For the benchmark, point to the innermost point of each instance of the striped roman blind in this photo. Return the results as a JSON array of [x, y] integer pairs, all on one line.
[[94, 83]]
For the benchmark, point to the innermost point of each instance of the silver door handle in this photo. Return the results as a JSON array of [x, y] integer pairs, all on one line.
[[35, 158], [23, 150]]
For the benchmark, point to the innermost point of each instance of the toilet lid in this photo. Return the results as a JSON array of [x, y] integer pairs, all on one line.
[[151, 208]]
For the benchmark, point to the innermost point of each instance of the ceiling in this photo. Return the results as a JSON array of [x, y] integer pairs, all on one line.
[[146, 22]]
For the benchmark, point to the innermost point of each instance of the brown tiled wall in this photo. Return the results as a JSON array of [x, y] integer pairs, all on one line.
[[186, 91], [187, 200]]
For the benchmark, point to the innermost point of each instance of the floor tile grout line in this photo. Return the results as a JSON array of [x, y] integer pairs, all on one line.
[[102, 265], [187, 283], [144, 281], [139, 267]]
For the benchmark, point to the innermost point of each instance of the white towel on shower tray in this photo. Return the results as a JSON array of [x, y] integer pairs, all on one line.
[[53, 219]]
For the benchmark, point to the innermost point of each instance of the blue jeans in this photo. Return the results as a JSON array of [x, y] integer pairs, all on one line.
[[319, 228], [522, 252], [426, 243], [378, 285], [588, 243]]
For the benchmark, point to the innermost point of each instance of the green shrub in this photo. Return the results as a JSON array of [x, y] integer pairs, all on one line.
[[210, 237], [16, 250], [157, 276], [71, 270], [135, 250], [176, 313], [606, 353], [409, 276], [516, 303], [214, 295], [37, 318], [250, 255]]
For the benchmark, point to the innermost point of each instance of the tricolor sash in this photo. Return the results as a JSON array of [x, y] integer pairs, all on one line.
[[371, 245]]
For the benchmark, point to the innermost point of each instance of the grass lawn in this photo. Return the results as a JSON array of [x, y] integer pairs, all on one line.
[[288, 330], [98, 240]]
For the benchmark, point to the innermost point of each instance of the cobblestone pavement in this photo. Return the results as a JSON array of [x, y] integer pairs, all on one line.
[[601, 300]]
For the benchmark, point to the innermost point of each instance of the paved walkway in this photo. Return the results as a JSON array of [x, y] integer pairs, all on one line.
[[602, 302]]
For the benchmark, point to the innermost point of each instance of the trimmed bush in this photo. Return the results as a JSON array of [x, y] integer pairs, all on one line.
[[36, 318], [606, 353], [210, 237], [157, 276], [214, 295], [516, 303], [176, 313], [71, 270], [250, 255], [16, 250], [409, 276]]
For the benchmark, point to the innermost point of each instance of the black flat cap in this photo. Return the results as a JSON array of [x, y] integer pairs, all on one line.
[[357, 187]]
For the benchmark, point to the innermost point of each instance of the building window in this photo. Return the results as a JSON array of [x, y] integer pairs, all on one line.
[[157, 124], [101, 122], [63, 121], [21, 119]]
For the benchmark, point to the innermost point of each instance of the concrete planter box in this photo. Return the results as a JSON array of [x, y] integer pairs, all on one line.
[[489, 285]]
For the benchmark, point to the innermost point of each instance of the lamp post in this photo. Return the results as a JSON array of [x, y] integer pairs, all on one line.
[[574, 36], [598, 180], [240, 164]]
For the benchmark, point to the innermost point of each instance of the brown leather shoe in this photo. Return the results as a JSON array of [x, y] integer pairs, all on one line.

####################

## Direction
Update the material by changing every "innermost point" to "center point" and give all of it back with nothing else altered.

## Solution to the problem
For the benchmark, point to the center point of each instance of the striped roman blind in this photo. Return the results as a JSON array of [x, y] integer pairs, all on one line.
[[94, 83]]
For the benchmark, point to the center point of each instance of the silver door handle in this photo. Return the results as a JSON array of [x, y] integer pairs, all on one line.
[[35, 158], [23, 150]]
For the benchmark, point to the center point of each instance of the toilet lid in this photo. Return the results as a JSON array of [x, y] integer pairs, all on one line.
[[151, 208]]
For the benchmark, point to the center point of each instance of the ceiling in this photo. Return the results as a JSON array of [x, y] integer pairs, all on one line.
[[146, 22]]
For the benchmark, point to the center point of each instance of the brown tiled wall in this photo. Return the results as a JSON array of [x, y] integer pairs, all on one line.
[[186, 91], [187, 200]]
For the benchmark, point to the center point of each instance of the floor tile grout line in this photo. Return the results as a JSON array of [x, y] integer pairs, all on one line.
[[102, 265], [187, 283], [144, 281], [139, 267]]
For the benchmark, point to the center point of each instance of the white towel on shower tray in this photo. Return the results as a JSON array of [x, y] integer pairs, all on one line.
[[53, 219]]
For the benchmark, point to the center point of each instance of the blue jeans in this photo. Return the results as a JSON array of [x, y] integer pairs, all on one line.
[[319, 228], [522, 252], [426, 243], [378, 285], [588, 243]]
For the benchmark, point to the center point of each instance of the green shrub in this photo. Return the results as a JSON array of [x, y] integer pairs, all on one line.
[[210, 237], [16, 250], [157, 276], [71, 270], [135, 250], [176, 313], [606, 353], [409, 276], [516, 303], [214, 295], [37, 318], [250, 255]]
For the benchmark, point to the center point of each instance of the tricolor sash in this photo. Return the results as a JSON array of [x, y] integer pairs, all on one line.
[[371, 245]]
For the benchmark, point to the center point of each instance of the grass lawn in this photo. Return the results as a JSON array of [x, y] integer pairs, all on one line.
[[288, 330], [98, 240]]
For the benchmark, point to the center point of each instance of the cobblestone pavement in this photo. Return the results as a JSON array of [x, y] integer pairs, all on one line.
[[601, 300]]
For the benchmark, point to the center point of each instance of the paved walkway in this photo. Return the results as a JSON array of [x, y] integer pairs, all on one line.
[[602, 302]]
For the benchmark, point to the center point of each instance of the trimmed bush in this photo. Return the results as a JSON array of [x, y] integer pairs, all on one line.
[[36, 318], [606, 353], [210, 237], [157, 276], [214, 295], [516, 303], [176, 313], [71, 270], [250, 255], [16, 250], [409, 276]]
For the benchmark, point to the center point of each instance of the black flat cap in this photo. Return the results as a JSON array of [x, y] integer pairs, all on one line.
[[357, 187]]
For the benchmark, point to the center point of each instance of the building window in this photo. Return the results as a JSON array of [x, y] integer pairs, all on one line.
[[157, 124], [101, 122], [63, 121], [21, 119]]
For the benchmark, point to the center point of each instance of the concrete planter box in this photo. Return the results as a JSON array of [x, y] integer pairs, all on one line.
[[489, 285]]
For the benchmark, point to the center point of each instance of the lamp post in this photo. Return the results as a JSON array of [x, y] integer pairs, all on one line.
[[574, 36], [598, 180], [240, 164]]
For the benchmark, point to the center point of each instance of the brown leather shoe in this photo. Return the results as a JSON array of [x, y] integer pairs, all on one line.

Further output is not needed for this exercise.